## PASSAGE GIVEN
"""
In the Volumes section we defined the Volume resources that were exposed to the Container resource. It is here in the Volume Mounts container section that we map those Volume resources to the Container resource.

Each Volume Mount requires a unique Name.

The Mount Path is the path in the Container resource file system where the Volume resource will be mounted e.g. /data or /etc/my-app/config.

The Sub Path field is optional, and can be used to mount a sub directory exposed by the Volume resource. This is useful when a single Volume resource is shared between multiple Container resources, because it allows each Container resource to mount only the subdirectory it requires. For example, Volume resource may expose a directory structure like:

 - webserver
   - content
 - database

A Container resource hosting a web server would specify the Sub Path to be webserver/content, while a Container resource hosting a database would specify the Sub Path of database.

The Read Only field defines if the Volume resource is mounted in read only mode.

Some Volume resources like ConfigMap and Secret are always mounted in read only mode, regardless of the setting in the Read Only field.

See https://github.com/kubernetes/kubernetes/issues/62099 for more details.

Liveness probe

The Liveness probe resource configures a health check that is executed against the Container resource to verify that it is currently operational.
"""
## INFORMATION SUPPLIED
"""
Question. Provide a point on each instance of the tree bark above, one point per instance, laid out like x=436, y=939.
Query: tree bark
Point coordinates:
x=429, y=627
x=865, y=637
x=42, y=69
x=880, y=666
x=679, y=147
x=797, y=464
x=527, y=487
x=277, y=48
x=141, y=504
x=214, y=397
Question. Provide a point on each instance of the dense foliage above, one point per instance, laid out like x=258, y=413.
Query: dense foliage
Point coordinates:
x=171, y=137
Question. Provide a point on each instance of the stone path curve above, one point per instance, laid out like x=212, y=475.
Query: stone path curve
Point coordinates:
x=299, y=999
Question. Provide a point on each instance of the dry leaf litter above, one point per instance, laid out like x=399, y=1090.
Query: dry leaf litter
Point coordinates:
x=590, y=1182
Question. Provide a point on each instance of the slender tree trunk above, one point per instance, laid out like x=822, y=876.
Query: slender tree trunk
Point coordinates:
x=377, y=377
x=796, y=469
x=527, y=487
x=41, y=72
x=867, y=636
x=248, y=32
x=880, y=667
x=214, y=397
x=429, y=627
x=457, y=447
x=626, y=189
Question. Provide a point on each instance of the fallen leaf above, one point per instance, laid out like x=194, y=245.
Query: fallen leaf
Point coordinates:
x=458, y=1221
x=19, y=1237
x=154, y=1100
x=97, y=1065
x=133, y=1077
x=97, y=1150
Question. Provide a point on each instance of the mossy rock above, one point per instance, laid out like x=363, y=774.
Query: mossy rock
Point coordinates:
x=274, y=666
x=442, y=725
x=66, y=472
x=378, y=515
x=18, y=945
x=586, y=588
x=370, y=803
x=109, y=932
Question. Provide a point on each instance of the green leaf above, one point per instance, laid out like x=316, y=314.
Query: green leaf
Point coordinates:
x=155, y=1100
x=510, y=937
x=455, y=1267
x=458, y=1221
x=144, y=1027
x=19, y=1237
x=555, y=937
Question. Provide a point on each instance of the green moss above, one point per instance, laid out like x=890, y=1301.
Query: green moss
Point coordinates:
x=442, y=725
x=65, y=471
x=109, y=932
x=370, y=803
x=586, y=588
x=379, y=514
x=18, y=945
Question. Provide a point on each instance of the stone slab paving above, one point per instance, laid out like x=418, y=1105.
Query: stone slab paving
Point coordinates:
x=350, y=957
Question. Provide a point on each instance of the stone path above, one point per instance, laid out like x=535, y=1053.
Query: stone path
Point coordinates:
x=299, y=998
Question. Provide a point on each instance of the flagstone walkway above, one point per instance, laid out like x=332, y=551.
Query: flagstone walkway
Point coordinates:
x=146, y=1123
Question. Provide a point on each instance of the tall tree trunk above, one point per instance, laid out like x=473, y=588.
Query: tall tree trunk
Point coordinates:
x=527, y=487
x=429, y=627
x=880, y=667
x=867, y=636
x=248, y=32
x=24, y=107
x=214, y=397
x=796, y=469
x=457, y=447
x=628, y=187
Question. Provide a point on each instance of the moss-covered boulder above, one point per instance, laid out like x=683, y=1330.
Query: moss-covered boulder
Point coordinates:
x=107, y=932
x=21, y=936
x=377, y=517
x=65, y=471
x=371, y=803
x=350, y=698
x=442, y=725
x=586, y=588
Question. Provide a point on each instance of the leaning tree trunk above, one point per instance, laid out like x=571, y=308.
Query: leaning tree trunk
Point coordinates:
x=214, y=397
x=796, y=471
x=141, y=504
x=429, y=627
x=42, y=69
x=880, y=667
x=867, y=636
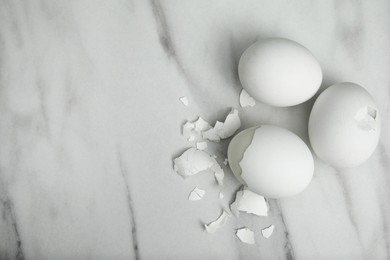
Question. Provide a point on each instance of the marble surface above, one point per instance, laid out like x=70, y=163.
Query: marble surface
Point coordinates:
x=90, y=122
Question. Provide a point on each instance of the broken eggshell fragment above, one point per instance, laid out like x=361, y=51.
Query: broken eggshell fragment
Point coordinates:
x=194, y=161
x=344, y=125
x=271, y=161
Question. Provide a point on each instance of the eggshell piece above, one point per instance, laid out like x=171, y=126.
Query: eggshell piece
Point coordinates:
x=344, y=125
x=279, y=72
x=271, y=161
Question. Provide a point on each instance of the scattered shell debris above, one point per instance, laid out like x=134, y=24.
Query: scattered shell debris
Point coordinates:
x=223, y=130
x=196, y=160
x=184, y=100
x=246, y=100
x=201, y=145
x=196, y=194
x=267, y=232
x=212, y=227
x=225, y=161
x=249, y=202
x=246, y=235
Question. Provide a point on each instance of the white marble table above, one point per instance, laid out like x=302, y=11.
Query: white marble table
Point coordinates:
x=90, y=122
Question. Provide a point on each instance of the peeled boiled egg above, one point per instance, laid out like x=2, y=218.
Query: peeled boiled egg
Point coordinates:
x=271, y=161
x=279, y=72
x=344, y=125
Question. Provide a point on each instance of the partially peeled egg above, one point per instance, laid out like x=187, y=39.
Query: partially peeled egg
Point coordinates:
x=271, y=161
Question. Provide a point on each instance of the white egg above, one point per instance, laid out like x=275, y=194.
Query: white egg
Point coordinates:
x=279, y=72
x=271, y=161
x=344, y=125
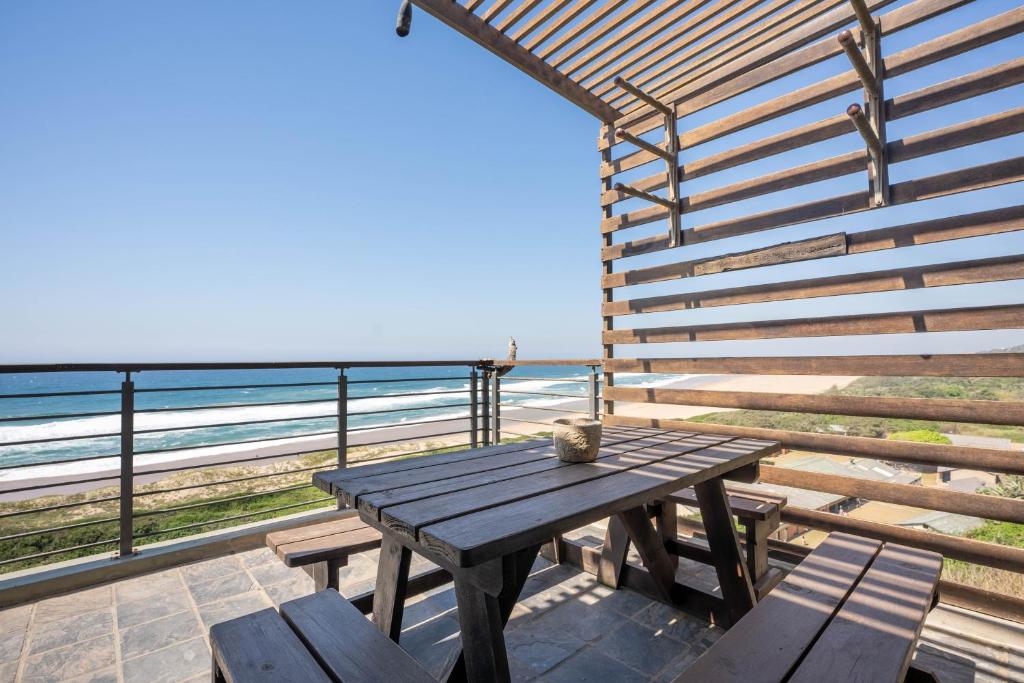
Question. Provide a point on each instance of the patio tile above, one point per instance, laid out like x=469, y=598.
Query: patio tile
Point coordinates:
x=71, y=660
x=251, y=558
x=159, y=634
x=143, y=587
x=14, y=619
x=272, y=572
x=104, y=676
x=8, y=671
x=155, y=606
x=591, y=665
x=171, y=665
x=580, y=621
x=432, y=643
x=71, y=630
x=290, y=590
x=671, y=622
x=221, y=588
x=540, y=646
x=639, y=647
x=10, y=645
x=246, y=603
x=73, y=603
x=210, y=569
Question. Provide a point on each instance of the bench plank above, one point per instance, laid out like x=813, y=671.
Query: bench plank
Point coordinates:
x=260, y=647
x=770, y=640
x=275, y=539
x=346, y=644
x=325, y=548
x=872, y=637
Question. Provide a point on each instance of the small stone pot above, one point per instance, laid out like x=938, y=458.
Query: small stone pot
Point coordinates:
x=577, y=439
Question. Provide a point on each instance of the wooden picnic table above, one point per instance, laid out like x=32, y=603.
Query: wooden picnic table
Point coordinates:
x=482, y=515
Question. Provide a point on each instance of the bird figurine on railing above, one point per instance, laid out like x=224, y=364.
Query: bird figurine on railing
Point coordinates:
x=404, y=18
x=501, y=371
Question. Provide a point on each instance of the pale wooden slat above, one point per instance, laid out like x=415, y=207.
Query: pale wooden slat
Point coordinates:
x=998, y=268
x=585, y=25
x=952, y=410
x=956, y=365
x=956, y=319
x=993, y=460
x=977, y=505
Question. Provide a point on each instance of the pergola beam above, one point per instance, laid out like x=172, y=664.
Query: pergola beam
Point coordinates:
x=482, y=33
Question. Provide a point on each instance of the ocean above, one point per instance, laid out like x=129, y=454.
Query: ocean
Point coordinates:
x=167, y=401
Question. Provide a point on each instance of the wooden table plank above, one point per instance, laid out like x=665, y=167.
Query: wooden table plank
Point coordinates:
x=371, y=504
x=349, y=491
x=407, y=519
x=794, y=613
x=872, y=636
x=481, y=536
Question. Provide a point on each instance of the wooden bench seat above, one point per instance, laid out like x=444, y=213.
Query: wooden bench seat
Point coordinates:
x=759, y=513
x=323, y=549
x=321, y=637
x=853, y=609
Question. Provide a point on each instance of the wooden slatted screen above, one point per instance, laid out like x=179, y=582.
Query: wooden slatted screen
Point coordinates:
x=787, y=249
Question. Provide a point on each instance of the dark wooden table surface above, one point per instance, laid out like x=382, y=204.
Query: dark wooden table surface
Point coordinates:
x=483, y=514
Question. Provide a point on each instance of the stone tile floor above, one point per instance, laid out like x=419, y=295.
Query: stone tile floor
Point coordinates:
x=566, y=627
"""
## DIRECTIVE 1
Using the volume mounts passage, answer the following:
(a) What two example paths does it give for the Mount Path?
(b) What Sub Path would a Container resource hosting a database specify?
(c) Which Volume resources are always mounted in read only mode?
## DIRECTIVE 2
Filter the rows, keeping every line that contains the string "mossy".

## CORRECT RESULT 1
(a) /data and /etc/my-app/config
(b) database
(c) ConfigMap and Secret

## CORRECT RESULT 2
Question. Provide a point on each instance of the mossy rock above, one point per instance, laid out like x=363, y=774.
Query: mossy rock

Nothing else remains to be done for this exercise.